* **Records for the exercise**
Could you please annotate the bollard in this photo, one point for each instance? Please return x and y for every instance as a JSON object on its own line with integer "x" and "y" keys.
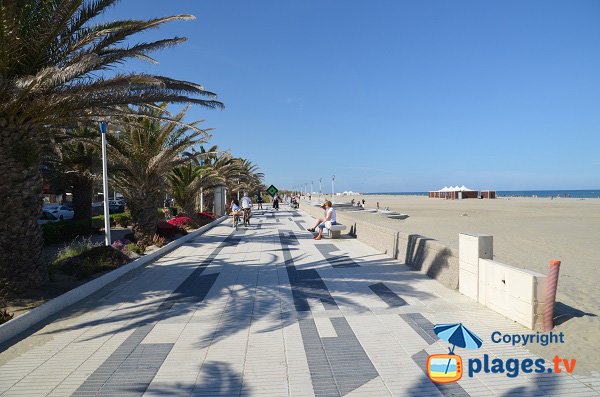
{"x": 550, "y": 298}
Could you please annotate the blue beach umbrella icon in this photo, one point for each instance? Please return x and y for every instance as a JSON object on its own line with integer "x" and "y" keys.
{"x": 457, "y": 335}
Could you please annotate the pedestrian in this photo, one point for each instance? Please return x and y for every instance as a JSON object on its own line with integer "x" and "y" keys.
{"x": 330, "y": 219}
{"x": 259, "y": 200}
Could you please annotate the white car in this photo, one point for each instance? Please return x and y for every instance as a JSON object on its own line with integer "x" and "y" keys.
{"x": 47, "y": 217}
{"x": 60, "y": 211}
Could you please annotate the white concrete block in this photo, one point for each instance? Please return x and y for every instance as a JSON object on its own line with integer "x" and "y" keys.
{"x": 472, "y": 246}
{"x": 512, "y": 292}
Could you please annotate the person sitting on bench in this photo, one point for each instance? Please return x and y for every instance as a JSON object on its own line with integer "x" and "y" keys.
{"x": 330, "y": 219}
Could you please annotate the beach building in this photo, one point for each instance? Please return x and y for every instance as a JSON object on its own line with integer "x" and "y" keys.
{"x": 489, "y": 194}
{"x": 454, "y": 193}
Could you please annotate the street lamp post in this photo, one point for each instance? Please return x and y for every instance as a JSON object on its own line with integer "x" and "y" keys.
{"x": 332, "y": 187}
{"x": 107, "y": 240}
{"x": 320, "y": 188}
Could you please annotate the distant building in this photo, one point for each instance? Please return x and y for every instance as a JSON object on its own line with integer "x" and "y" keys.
{"x": 454, "y": 193}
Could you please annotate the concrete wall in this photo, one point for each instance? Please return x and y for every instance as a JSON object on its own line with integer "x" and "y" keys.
{"x": 420, "y": 253}
{"x": 513, "y": 292}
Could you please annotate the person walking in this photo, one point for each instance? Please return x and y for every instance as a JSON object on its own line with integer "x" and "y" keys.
{"x": 259, "y": 201}
{"x": 330, "y": 219}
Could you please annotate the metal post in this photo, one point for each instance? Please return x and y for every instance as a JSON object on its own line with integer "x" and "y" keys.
{"x": 332, "y": 187}
{"x": 107, "y": 240}
{"x": 201, "y": 199}
{"x": 550, "y": 297}
{"x": 320, "y": 188}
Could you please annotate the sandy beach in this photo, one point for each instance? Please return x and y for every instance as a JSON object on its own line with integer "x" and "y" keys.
{"x": 528, "y": 232}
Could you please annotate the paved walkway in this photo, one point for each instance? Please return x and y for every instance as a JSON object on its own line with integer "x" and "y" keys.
{"x": 267, "y": 311}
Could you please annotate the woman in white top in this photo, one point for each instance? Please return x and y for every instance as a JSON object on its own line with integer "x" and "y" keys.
{"x": 330, "y": 219}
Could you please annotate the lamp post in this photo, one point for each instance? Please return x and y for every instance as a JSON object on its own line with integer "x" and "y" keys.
{"x": 103, "y": 129}
{"x": 320, "y": 188}
{"x": 332, "y": 187}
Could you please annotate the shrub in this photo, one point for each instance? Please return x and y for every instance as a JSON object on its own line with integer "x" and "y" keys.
{"x": 92, "y": 261}
{"x": 167, "y": 230}
{"x": 5, "y": 316}
{"x": 206, "y": 214}
{"x": 60, "y": 232}
{"x": 123, "y": 219}
{"x": 127, "y": 247}
{"x": 133, "y": 247}
{"x": 158, "y": 241}
{"x": 74, "y": 248}
{"x": 183, "y": 222}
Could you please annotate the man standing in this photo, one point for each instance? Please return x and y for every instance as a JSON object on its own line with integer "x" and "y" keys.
{"x": 328, "y": 221}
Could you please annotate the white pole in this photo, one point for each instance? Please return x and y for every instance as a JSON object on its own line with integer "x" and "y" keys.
{"x": 201, "y": 199}
{"x": 107, "y": 240}
{"x": 332, "y": 187}
{"x": 320, "y": 188}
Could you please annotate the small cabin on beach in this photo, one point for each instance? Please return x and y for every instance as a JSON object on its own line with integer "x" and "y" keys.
{"x": 454, "y": 193}
{"x": 488, "y": 194}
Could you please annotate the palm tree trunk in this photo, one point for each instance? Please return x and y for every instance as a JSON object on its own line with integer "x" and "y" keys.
{"x": 83, "y": 192}
{"x": 21, "y": 239}
{"x": 144, "y": 216}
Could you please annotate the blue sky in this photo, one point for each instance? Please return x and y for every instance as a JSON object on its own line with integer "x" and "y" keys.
{"x": 395, "y": 95}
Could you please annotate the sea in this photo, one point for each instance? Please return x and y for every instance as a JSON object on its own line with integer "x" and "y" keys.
{"x": 595, "y": 193}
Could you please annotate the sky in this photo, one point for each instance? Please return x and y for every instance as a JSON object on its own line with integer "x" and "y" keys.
{"x": 394, "y": 95}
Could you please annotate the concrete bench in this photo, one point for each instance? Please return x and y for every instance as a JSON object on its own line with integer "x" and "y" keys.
{"x": 335, "y": 231}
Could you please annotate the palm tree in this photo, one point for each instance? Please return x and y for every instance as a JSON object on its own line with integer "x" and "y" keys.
{"x": 79, "y": 162}
{"x": 57, "y": 63}
{"x": 185, "y": 183}
{"x": 141, "y": 157}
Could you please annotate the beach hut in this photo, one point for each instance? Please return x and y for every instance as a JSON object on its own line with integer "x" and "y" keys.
{"x": 489, "y": 194}
{"x": 454, "y": 193}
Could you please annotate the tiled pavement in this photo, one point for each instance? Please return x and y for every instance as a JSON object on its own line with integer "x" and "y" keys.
{"x": 266, "y": 311}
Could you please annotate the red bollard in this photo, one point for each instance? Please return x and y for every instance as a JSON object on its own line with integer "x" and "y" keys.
{"x": 550, "y": 298}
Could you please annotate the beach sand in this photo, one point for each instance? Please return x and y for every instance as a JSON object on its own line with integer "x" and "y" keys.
{"x": 528, "y": 232}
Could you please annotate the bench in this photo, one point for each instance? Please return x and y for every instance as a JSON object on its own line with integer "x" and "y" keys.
{"x": 335, "y": 231}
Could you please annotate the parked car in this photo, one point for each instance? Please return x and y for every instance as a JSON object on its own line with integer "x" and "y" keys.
{"x": 60, "y": 211}
{"x": 47, "y": 217}
{"x": 115, "y": 208}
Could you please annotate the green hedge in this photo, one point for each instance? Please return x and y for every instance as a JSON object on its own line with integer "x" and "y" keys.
{"x": 123, "y": 219}
{"x": 60, "y": 232}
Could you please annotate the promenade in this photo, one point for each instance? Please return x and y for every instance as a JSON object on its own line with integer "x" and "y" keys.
{"x": 268, "y": 311}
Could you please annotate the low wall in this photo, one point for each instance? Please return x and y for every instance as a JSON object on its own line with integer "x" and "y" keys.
{"x": 513, "y": 292}
{"x": 422, "y": 254}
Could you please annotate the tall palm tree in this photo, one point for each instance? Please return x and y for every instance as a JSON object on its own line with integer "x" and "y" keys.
{"x": 185, "y": 183}
{"x": 57, "y": 67}
{"x": 79, "y": 161}
{"x": 141, "y": 157}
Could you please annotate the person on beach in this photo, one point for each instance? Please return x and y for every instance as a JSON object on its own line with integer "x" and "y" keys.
{"x": 330, "y": 219}
{"x": 319, "y": 220}
{"x": 247, "y": 206}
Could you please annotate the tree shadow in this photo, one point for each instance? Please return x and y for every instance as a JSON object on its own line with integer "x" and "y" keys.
{"x": 218, "y": 379}
{"x": 564, "y": 312}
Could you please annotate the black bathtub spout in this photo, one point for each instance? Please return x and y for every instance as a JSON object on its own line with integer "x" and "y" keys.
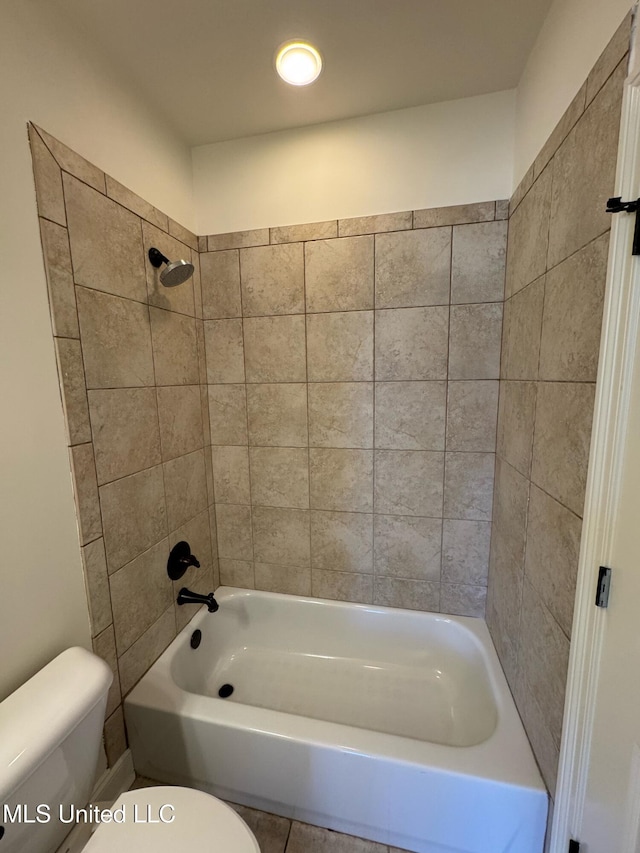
{"x": 185, "y": 596}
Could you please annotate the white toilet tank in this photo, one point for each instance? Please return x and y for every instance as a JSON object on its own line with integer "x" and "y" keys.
{"x": 50, "y": 736}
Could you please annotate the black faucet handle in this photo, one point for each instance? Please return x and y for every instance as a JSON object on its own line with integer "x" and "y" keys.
{"x": 180, "y": 559}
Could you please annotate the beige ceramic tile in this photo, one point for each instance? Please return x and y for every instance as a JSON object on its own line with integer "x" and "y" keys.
{"x": 220, "y": 273}
{"x": 341, "y": 480}
{"x": 73, "y": 387}
{"x": 270, "y": 830}
{"x": 413, "y": 268}
{"x": 457, "y": 214}
{"x": 180, "y": 417}
{"x": 551, "y": 563}
{"x": 375, "y": 224}
{"x": 463, "y": 599}
{"x": 48, "y": 180}
{"x": 610, "y": 57}
{"x": 544, "y": 658}
{"x": 564, "y": 412}
{"x": 185, "y": 486}
{"x": 124, "y": 422}
{"x": 278, "y": 415}
{"x": 235, "y": 539}
{"x": 342, "y": 586}
{"x": 341, "y": 414}
{"x": 74, "y": 163}
{"x": 465, "y": 551}
{"x": 472, "y": 411}
{"x": 115, "y": 736}
{"x": 474, "y": 347}
{"x": 280, "y": 476}
{"x": 339, "y": 274}
{"x": 408, "y": 594}
{"x": 409, "y": 482}
{"x": 573, "y": 304}
{"x": 104, "y": 645}
{"x": 275, "y": 349}
{"x": 228, "y": 414}
{"x": 308, "y": 231}
{"x": 231, "y": 475}
{"x": 141, "y": 591}
{"x": 515, "y": 424}
{"x": 410, "y": 415}
{"x": 522, "y": 331}
{"x": 510, "y": 512}
{"x": 411, "y": 343}
{"x": 238, "y": 573}
{"x": 124, "y": 196}
{"x": 179, "y": 298}
{"x": 468, "y": 488}
{"x": 57, "y": 265}
{"x": 106, "y": 243}
{"x": 116, "y": 340}
{"x": 340, "y": 346}
{"x": 139, "y": 657}
{"x": 238, "y": 239}
{"x": 183, "y": 234}
{"x": 97, "y": 585}
{"x": 281, "y": 536}
{"x": 529, "y": 236}
{"x": 225, "y": 351}
{"x": 134, "y": 515}
{"x": 85, "y": 487}
{"x": 272, "y": 280}
{"x": 407, "y": 547}
{"x": 584, "y": 173}
{"x": 478, "y": 262}
{"x": 342, "y": 541}
{"x": 175, "y": 348}
{"x": 290, "y": 580}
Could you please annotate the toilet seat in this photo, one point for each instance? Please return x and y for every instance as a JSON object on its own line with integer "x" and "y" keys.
{"x": 202, "y": 824}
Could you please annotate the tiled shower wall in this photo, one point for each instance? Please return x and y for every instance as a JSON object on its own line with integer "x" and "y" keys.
{"x": 353, "y": 385}
{"x": 131, "y": 365}
{"x": 556, "y": 272}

* **Task directions**
Please give a word-for-word repetition of the lines from the one containing "Could you please annotate the tiled shower" through the last line of the data above, including both, and nothing besides.

* **Output**
Could you please annotate the tiled shower wall in this photo, one point for each instance? Please return x and y for every instance as a JSON object on its own line with integer "x" and "y" keys.
{"x": 353, "y": 385}
{"x": 131, "y": 365}
{"x": 556, "y": 272}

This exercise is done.